- _DOCUMENT PASSAGE_:
--

The Tribute to Heroes and Legends Awards (HAL) is an annual awards ceremony, established to honor entertainers, sports figures and business executives who have not only achieved success in their areas of expertise, but have utilized their celebrity status to benefit the community, via charitable activities and community service. The awards ceremony began in 1990, and the first event was held on September 23, 1990, at the Hollywood Roosevelt Hotel in Los Angeles. Initial honorees included actors, Marla Gibbs, Jo Marie Payton and Zsa Zsa Gabor; recording artists Nancy Wilson and M.C. Trouble and executives from Chrysler, CBS, GM and the Laker Organization.

--

- _ENTRIES SUPPLIED_:
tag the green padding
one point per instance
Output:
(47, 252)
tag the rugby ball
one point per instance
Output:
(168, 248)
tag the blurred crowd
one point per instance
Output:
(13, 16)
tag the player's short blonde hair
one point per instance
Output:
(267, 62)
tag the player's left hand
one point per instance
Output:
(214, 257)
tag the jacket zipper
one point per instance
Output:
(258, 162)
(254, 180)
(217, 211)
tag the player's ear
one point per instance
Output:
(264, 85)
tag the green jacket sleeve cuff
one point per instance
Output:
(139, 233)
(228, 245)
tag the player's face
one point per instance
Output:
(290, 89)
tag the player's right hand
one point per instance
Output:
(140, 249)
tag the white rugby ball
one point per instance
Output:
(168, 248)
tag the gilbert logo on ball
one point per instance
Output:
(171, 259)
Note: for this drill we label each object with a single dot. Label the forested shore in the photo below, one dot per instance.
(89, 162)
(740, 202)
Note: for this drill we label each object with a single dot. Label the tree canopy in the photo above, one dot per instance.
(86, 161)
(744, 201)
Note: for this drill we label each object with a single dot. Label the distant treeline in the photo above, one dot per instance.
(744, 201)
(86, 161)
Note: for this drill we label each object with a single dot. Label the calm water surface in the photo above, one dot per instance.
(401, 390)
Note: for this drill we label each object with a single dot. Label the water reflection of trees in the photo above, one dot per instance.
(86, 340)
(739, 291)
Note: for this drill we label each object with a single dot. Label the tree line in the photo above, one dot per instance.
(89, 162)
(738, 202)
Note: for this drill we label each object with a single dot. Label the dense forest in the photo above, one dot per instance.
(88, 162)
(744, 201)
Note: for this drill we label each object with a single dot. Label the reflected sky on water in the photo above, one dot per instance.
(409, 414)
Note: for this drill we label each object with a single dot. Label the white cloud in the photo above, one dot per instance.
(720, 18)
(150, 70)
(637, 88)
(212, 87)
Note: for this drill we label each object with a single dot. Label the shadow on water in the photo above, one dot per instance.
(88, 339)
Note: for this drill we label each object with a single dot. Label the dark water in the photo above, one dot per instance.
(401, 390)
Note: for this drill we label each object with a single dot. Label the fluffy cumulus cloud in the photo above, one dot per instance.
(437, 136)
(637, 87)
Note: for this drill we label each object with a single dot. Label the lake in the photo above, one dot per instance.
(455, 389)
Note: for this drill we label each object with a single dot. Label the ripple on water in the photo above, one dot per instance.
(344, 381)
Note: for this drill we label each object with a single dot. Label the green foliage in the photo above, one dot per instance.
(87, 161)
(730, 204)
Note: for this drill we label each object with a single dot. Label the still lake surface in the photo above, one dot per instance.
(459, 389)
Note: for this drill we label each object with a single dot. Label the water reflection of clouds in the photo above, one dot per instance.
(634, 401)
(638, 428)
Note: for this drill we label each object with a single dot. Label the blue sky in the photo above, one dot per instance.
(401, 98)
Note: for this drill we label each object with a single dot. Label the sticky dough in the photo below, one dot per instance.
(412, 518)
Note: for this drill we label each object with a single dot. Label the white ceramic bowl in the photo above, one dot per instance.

--

- _TASKS FOR THIS EXERCISE_:
1) Answer each question from the awards passage:
(a) What three groups of people does the ceremony honor?
(b) At which hotel was the first event held?
(c) Which recording artists were among the first honorees?
2) List every company or organization named in the awards passage whose executives were among the first honorees.
3) Repeat word for word the part of the awards passage that opens with the words containing "The Tribute to" and closes with "the Laker Organization.".
Answer from the awards passage only.

- _SOLUTIONS TO THE PROBLEMS_:
1)
(a) Entertainers, sports figures and business executives
(b) The Hollywood Roosevelt Hotel in Los Angeles
(c) Nancy Wilson and M.C. Trouble

2)
Chrysler
CBS
GM
the Laker Organization

3)
The Tribute to Heroes and Legends Awards (HAL) is an annual awards ceremony, established to honor entertainers, sports figures and business executives who have not only achieved success in their areas of expertise, but have utilized their celebrity status to benefit the community, via charitable activities and community service. The awards ceremony began in 1990, and the first event was held on September 23, 1990, at the Hollywood Roosevelt Hotel in Los Angeles. Initial honorees included actors, Marla Gibbs, Jo Marie Payton and Zsa Zsa Gabor; recording artists Nancy Wilson and M.C. Trouble and executives from Chrysler, CBS, GM and the Laker Organization.